## Passage provided
*** Begin section ***
March 31, 2003
Massachusetts has a budget deficit estimated at $3 billion. How did this happen?
In the 1990s, rapid economic growth and a booming stock market created a temporary spike in state revenues. The legislature and the voters (through ballot questions) responded by repeatedly cutting the income tax and offering businesses sizable tax breaks. The campaign for the largest of these tax cuts argued that we could have a billion dollar tax cut ?without cutting a single program.? Overall, taxes were cut by about $3.7 billion. During the same period, the legislature exhibited strong fiscal discipline on spending. Between 1991 and 2002 state spending dropped from 9.4% of personal income to 9.1%. By the year 2000, after a decade of cutting taxes and limiting spending, Massachusetts ranked 44th in the nation in total state and local taxes and fees as a share of personal income only six states had a lower total burden.
If spending didn't cause the crisis, should cuts to essential services be the solution? Slashing education, health care and other essential programs is not the only option.
- Restoring the income tax to the 5.95 percent rate in effect through most of the 1990s would raise just over a billion dollars and make most of the painful cuts unnecessary. Did the 5.95 percent tax rate of the 1990s constitute more of a crisis than the education and health care cuts now being proposed to pay for that tax cut?
*** End section ***
## Data extracts
*** Begin section ***
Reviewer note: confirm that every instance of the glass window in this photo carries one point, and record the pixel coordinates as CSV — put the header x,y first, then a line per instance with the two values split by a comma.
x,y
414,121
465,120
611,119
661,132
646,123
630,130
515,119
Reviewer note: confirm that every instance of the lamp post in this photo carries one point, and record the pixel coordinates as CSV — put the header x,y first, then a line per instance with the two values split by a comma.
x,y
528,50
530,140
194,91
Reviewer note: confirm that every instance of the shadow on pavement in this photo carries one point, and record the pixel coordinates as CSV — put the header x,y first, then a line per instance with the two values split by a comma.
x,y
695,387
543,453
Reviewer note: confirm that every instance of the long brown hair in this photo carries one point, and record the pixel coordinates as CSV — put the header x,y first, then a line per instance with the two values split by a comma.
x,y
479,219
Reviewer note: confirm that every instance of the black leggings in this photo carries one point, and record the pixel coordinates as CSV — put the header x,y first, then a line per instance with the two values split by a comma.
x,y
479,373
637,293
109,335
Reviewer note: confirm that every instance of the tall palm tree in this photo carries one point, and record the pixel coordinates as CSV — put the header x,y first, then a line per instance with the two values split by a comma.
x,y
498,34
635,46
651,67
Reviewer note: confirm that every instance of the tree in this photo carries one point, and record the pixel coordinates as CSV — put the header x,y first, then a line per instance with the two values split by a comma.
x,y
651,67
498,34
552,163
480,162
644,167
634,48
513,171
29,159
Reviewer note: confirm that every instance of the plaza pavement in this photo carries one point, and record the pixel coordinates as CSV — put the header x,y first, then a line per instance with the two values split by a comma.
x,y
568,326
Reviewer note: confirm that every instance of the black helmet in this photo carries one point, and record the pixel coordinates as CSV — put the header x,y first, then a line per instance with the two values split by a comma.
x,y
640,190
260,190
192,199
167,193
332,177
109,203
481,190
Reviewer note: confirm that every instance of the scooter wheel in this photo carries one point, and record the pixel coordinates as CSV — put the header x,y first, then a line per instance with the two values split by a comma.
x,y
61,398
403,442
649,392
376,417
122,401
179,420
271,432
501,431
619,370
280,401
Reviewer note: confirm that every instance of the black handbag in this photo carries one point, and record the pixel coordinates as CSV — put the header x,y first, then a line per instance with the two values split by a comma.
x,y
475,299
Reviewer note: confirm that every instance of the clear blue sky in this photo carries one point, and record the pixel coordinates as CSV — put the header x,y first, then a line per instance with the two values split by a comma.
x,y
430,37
*** End section ***
## Assignment 1
According to the budget deficit passage, by approximately how much were taxes cut overall?
## Assignment 2
In the budget deficit passage, write out the stretch from "If spending didn't" through "the only option." again, switching "Slashing" to "Reducing".
## Assignment 3
List each distinct percentage figure that appears in the budget deficit passage.
The records are not needed for this work.

## Answer space 1
About $3.7 billion.

## Answer space 2
If spending didn't cause the crisis, should cuts to essential services be the solution? Reducing education, health care and other essential programs is not the only option.

## Answer space 3
9.4%, 9.1%, 5.95 percent